● EXERCISE OBJECTIVE:
Please shift every coordinate in the data below by adding 21 to each number, and write out only the lines starting at and including the one with "Target: decorative jar" and running through the final line of the data, keeping every other line unchanged.

● SOURCE MATERIAL:
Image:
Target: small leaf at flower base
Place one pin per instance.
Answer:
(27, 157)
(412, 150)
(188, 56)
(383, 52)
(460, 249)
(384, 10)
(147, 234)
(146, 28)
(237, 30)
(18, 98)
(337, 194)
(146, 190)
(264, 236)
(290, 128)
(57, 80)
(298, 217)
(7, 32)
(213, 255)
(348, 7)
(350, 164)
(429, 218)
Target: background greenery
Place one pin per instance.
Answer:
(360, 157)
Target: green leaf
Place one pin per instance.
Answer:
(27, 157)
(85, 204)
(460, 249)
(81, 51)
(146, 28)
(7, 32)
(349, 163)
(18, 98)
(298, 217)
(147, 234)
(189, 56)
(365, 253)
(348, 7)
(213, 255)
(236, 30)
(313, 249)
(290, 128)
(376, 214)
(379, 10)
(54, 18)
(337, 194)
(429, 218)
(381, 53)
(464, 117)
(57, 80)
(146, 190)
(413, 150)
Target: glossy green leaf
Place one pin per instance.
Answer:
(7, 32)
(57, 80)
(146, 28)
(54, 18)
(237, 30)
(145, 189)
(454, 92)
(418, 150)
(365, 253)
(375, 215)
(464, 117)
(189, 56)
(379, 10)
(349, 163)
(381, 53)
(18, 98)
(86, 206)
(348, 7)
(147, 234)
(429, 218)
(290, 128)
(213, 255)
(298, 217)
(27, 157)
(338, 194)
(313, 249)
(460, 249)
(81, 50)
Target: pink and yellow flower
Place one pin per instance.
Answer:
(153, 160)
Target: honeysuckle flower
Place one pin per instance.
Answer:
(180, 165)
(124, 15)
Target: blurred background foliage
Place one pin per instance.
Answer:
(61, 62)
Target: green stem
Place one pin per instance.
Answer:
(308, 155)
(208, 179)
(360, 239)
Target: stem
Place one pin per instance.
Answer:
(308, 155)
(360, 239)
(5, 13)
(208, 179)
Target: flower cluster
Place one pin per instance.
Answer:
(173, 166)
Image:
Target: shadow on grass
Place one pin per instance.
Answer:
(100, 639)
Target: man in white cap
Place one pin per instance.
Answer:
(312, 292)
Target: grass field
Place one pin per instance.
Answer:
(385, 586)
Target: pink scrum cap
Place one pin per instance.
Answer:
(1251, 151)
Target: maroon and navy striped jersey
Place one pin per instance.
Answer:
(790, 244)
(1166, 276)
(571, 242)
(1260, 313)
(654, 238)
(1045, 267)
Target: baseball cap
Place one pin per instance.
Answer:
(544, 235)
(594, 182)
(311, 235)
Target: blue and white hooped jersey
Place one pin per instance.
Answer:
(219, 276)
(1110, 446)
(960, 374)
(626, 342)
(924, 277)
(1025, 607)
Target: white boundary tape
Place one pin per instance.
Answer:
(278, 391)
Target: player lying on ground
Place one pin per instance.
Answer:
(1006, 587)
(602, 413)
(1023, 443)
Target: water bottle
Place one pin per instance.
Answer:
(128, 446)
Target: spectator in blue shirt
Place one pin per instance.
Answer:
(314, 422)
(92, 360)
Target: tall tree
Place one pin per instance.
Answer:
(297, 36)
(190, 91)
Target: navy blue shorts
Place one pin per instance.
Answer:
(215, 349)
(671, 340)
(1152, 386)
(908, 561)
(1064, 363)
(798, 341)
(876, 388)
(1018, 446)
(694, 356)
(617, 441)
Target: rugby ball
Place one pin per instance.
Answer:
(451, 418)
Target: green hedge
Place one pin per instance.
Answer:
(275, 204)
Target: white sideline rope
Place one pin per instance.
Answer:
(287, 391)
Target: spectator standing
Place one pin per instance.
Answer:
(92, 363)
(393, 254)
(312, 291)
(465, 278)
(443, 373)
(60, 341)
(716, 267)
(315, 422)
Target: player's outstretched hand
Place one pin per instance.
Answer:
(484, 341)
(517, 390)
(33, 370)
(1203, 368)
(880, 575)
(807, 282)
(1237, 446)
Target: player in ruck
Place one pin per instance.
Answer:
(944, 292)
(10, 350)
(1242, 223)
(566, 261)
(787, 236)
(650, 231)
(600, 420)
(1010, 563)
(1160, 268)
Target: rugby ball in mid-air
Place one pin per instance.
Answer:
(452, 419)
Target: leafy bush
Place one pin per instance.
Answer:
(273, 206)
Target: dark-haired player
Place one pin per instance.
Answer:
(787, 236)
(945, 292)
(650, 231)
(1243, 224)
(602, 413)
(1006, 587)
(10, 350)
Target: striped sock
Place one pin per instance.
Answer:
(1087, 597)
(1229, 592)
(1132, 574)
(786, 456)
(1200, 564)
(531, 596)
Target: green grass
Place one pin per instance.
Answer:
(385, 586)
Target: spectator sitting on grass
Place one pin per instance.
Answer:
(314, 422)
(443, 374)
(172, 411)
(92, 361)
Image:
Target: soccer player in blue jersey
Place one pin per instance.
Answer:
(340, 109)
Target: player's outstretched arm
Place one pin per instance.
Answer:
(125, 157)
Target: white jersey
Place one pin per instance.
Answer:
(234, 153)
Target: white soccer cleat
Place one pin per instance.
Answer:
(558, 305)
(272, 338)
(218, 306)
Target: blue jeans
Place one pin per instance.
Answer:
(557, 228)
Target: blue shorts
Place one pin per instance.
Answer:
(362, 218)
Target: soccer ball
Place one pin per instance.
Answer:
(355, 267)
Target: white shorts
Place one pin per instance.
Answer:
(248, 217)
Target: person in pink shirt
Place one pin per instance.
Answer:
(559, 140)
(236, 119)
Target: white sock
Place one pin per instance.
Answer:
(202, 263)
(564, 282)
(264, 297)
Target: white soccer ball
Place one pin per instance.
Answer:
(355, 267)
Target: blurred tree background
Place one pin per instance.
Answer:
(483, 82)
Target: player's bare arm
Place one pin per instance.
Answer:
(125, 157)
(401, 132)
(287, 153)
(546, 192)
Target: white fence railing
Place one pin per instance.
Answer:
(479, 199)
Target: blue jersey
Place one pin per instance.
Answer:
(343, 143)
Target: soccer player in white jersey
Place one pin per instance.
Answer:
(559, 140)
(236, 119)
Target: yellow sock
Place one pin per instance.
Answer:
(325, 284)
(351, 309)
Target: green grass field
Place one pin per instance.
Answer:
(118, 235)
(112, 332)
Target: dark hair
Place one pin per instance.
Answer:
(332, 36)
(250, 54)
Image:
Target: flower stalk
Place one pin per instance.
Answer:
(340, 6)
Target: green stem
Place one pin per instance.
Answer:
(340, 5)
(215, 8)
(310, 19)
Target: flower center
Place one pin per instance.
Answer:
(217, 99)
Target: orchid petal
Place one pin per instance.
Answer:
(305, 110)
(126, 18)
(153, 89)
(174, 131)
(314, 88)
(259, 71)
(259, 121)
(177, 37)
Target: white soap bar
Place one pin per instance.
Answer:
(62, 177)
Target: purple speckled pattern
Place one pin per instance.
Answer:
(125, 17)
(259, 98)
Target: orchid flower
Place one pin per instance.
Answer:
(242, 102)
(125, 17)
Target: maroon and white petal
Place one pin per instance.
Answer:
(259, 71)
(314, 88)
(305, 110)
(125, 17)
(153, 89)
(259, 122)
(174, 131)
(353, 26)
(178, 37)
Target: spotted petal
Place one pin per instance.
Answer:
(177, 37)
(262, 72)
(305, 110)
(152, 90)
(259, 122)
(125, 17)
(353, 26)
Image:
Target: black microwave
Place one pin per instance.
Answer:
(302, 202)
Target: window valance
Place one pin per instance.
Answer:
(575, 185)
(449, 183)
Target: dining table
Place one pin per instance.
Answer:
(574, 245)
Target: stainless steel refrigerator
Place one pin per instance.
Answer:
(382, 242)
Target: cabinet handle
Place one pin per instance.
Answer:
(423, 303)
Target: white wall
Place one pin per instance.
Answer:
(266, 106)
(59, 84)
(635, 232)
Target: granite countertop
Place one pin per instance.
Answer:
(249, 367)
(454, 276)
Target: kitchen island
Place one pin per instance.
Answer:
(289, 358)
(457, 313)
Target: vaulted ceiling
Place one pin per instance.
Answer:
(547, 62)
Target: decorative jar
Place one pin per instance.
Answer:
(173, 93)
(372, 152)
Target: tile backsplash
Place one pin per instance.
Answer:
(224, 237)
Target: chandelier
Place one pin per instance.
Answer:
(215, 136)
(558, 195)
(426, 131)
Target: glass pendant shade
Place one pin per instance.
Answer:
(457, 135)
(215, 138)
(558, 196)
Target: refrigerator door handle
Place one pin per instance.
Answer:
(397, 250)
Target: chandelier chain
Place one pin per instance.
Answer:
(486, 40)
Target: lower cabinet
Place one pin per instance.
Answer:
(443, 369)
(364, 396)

● EXPECTED OUTPUT:
Target: decorative jar
Place one pin per instance.
Answer:
(194, 114)
(393, 173)
Target: tile backsplash
Place one pin per instance.
Answer:
(245, 258)
Target: chandelier
Place one pin per instance.
Answer:
(236, 157)
(579, 216)
(447, 152)
Target: glass pendant shade
Place one pin per instance.
Answer:
(478, 156)
(236, 159)
(579, 217)
Target: refrigerator door handle
Place one pin per instance.
Answer:
(418, 271)
Target: chandelier chain
Place one pin per instance.
Answer:
(507, 61)
Target: lower cabinet
Place one pin per instance.
Answer:
(464, 390)
(385, 417)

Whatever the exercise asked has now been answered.